▶ **Task prompt**
From the entries, filter out every line that lacks "trophy" and copy the rest.

[[ Material for the task open ]]

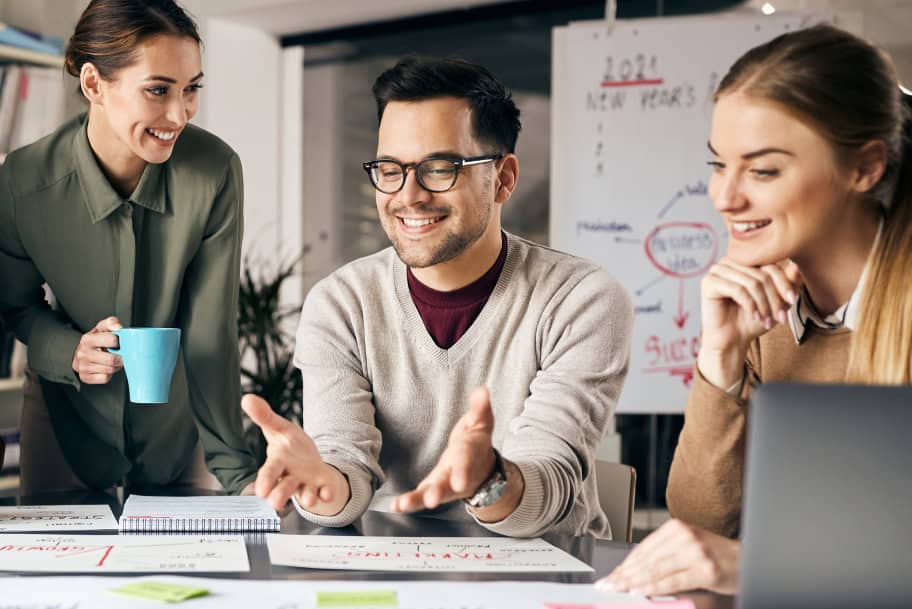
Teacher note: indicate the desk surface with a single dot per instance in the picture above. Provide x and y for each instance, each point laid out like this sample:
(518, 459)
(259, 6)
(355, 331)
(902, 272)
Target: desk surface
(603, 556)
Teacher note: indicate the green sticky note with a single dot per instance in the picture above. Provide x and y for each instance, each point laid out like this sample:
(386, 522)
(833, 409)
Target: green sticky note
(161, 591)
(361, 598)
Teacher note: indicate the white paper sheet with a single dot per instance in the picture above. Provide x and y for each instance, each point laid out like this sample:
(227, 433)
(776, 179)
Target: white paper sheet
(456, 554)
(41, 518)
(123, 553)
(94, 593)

[[ Material for the task closed ]]
[[ Material for the task open ]]

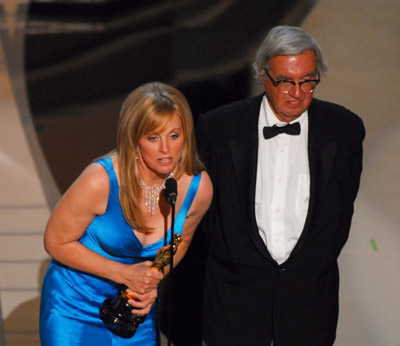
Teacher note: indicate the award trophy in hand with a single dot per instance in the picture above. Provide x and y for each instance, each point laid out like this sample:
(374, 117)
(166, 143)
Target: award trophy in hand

[[ Material for the task closed ]]
[[ Material for the task open ]]

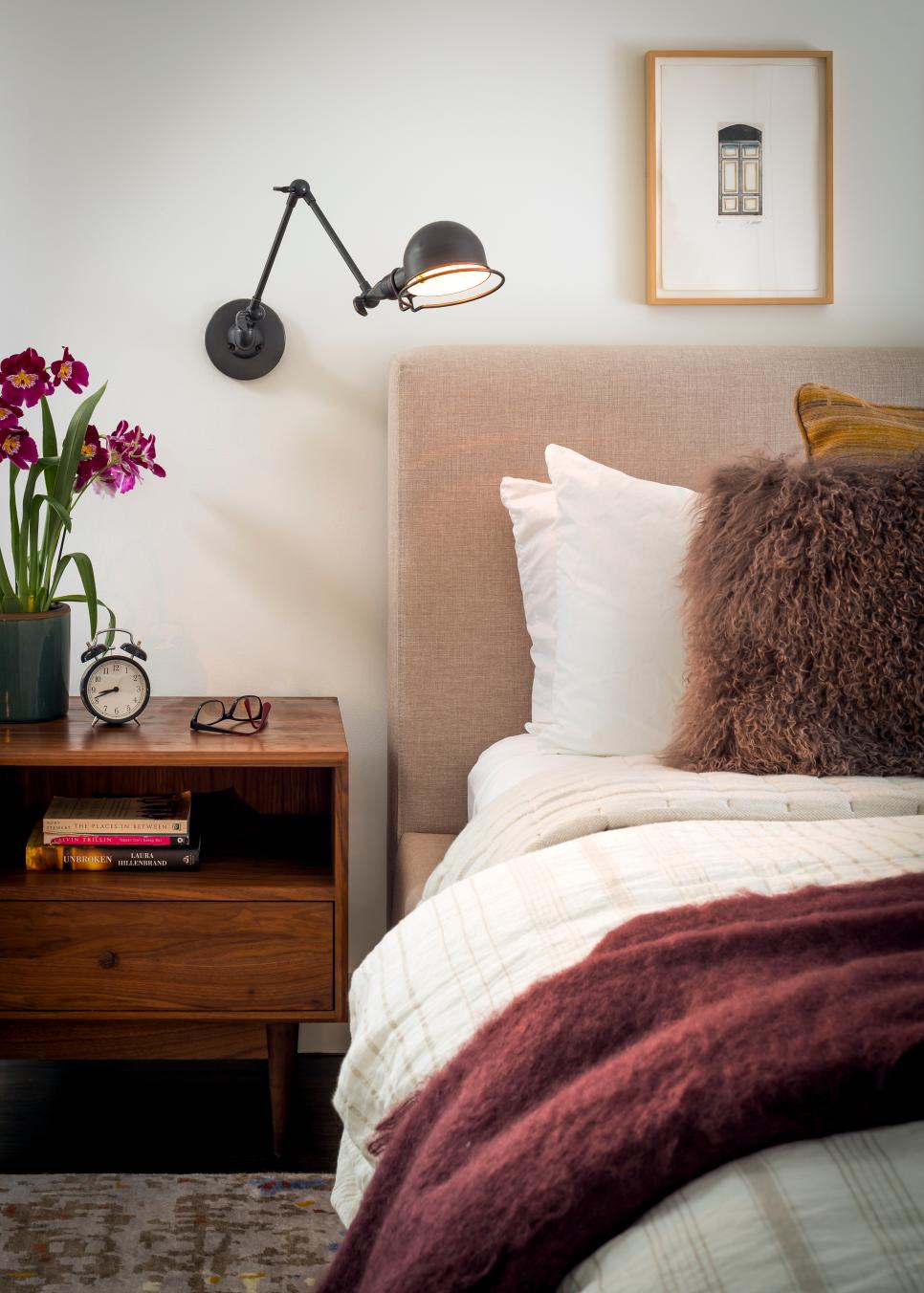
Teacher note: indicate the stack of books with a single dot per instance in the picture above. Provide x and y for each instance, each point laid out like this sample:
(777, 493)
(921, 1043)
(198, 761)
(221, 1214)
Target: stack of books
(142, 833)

[[ Material for the task closed ]]

▶ **Answer box**
Teacher note: indicate the award trophy in hand with a single dot per instance in the picture above. Provide x and y for each instance, each point laid out like this sample:
Target: award trophy in hand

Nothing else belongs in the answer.